## DIRECTIONS
From the first line through the line containing "positive clicks: (175, 309)", swap "prompts" for "inputs" and leave everything else unchanged. Give back only those lines.

## RECORDS TO USE
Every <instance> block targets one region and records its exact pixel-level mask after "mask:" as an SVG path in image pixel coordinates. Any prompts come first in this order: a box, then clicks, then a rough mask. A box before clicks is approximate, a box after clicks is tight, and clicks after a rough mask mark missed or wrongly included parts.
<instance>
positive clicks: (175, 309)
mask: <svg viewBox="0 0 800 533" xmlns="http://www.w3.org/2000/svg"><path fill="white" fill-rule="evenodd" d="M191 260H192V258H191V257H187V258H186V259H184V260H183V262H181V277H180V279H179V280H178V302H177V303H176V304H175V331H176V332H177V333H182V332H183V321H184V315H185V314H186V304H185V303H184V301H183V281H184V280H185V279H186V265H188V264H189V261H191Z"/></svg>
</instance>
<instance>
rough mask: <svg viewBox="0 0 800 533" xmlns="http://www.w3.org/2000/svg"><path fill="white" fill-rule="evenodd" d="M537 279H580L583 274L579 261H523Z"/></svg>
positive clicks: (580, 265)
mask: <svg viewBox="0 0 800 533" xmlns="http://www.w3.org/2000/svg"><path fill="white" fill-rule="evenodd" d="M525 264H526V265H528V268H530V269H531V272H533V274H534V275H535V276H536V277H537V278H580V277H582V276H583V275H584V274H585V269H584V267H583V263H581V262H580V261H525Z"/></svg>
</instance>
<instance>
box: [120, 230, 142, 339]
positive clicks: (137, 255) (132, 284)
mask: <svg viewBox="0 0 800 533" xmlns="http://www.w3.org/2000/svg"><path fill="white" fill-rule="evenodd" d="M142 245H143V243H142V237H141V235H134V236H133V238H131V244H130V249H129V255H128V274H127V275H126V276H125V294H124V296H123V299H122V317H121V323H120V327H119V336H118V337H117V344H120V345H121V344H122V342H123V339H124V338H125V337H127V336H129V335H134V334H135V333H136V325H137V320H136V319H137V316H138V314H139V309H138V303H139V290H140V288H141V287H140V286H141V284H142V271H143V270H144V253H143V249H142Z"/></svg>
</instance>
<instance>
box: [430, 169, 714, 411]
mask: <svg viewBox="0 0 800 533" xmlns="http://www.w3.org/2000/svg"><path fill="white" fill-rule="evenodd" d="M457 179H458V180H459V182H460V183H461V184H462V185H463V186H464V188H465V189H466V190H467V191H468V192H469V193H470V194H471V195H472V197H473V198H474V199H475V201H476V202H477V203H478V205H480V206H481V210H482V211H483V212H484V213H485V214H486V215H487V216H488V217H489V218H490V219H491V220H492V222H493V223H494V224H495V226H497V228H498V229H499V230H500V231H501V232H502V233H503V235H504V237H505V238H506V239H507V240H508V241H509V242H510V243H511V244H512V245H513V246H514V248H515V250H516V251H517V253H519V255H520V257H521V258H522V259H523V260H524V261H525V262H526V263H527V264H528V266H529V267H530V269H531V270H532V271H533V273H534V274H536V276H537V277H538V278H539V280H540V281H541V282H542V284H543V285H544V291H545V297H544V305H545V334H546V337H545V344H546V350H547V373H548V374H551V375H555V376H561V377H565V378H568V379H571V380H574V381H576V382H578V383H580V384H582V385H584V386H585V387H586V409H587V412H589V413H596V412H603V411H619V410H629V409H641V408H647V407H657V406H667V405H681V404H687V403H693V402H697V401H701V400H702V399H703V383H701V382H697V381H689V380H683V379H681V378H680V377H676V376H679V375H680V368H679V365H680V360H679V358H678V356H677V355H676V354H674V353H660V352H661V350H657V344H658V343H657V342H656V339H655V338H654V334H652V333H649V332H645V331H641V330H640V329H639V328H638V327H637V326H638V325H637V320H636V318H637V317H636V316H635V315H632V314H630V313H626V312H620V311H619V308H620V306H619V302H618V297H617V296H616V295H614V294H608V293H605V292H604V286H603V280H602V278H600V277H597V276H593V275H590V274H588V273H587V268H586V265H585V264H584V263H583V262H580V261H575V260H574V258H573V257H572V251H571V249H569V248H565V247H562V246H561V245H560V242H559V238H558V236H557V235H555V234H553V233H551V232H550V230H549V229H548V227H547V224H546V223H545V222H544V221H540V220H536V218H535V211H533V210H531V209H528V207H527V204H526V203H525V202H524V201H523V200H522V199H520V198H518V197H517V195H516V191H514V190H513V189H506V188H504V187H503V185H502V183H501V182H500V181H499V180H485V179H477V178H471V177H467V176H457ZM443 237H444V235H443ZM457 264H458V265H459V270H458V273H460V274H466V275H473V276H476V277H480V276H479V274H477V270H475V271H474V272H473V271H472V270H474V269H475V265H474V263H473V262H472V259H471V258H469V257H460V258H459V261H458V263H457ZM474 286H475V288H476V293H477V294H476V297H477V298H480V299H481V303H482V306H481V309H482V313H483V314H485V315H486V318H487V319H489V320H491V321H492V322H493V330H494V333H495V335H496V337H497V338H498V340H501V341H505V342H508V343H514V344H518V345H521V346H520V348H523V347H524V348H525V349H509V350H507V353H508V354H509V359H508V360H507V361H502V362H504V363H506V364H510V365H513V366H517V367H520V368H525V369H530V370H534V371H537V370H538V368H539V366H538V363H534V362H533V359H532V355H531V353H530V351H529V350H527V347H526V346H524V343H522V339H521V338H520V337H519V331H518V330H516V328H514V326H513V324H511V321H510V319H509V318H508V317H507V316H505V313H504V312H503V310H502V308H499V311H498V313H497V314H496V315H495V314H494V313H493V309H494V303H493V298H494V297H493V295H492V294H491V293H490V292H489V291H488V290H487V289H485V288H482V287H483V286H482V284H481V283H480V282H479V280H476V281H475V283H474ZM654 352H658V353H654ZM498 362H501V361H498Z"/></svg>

## SOLUTION FOR THIS EXERCISE
Every <instance> block targets one region and records its exact pixel-level mask after "mask:" as an SVG path in image pixel coordinates. Any inputs come first in this order: a box, then clicks, then a rough mask. A box before clicks is approximate, a box after clicks is tight, and clicks after a rough mask mark missed or wrongly included parts.
<instance>
positive clicks: (175, 309)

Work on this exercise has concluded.